Copy the "Crawl Space" episode text starting with "Episode chronology" and going on through "September 25, 2011.", substituting "11th" for every "eleventh".

#### [QUOTED TEXT]

===============

- Walt cackles maniacally in the crawl space underneath his home.
- Episode no.: Season 4 Episode 11
- Directed by: Scott Winant
- Written by: George Mastras; Sam Catlin;
- Cinematography by: Michael Slovis
- Editing by: Skip Macdonald
- Original air date: September 25, 2011
- Running time: 47 minutes

Guest appearances
- Mark Margolis as Hector Salamanca; Christopher Cousins as Ted Beneke; Emily Rios as Andrea Cantillo; Bill Burr as Patrick Kuby; JB Blanc as Dr. Barry Goodman; Ray Campbell as Tyrus Kitt; Lavell Crawford as Huell Babineaux; Tina Parker as Francesca Liddy; Ian Posada as Brock Cantillo; Christopher King as Chris Mara;

Episode chronology
| ← Previous "Salud" | Next → "End Times" |
- Breaking Bad season 4

= Crawl Space (Breaking Bad) =

"Crawl Space" is the eleventh episode of the fourth season of the American television crime drama series Breaking Bad, and the 44th overall episode of the series. It originally aired on AMC in the United States on September 25, 2011.

== Plot ==
Making their escape after killing off Don Eladio Vuente and the Cartel's leadership, (Note: As depicted in "Salud".) Jesse Pinkman drives Gus Fring, who is weakened due to taking his own poison, and Mike Ehrmantraut, who is wounded, to a makeshift emergency room that Gus earlier prepared. Gus recovers quickly, but Mike has to stay another week before he can safely travel, so he is left behind in Mexico. Jesse is told that he will take over cooking meth from Walter White, but Jesse insists that Walt must not be harmed. Gus later takes Jesse with him to visit Hector Salamanca. Gus taunts him as the Salamanca lineage has now been destroyed, and shows him Jesse, explaining that Jesse killed Hector's last living descendant, Joaquin.

===============

#### [DATA RECORDS]
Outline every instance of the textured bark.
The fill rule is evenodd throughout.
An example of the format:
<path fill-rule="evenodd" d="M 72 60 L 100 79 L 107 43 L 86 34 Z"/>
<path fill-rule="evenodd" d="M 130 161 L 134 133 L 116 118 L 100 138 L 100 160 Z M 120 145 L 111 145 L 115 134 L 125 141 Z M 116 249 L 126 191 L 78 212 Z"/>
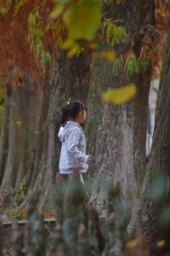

===============

#### [TASK ANSWER]
Episode chronology
| ← Previous "Salud" | Next → "End Times" |
- Breaking Bad season 4

= Crawl Space (Breaking Bad) =

"Crawl Space" is the 11th episode of the fourth season of the American television crime drama series Breaking Bad, and the 44th overall episode of the series. It originally aired on AMC in the United States on September 25, 2011.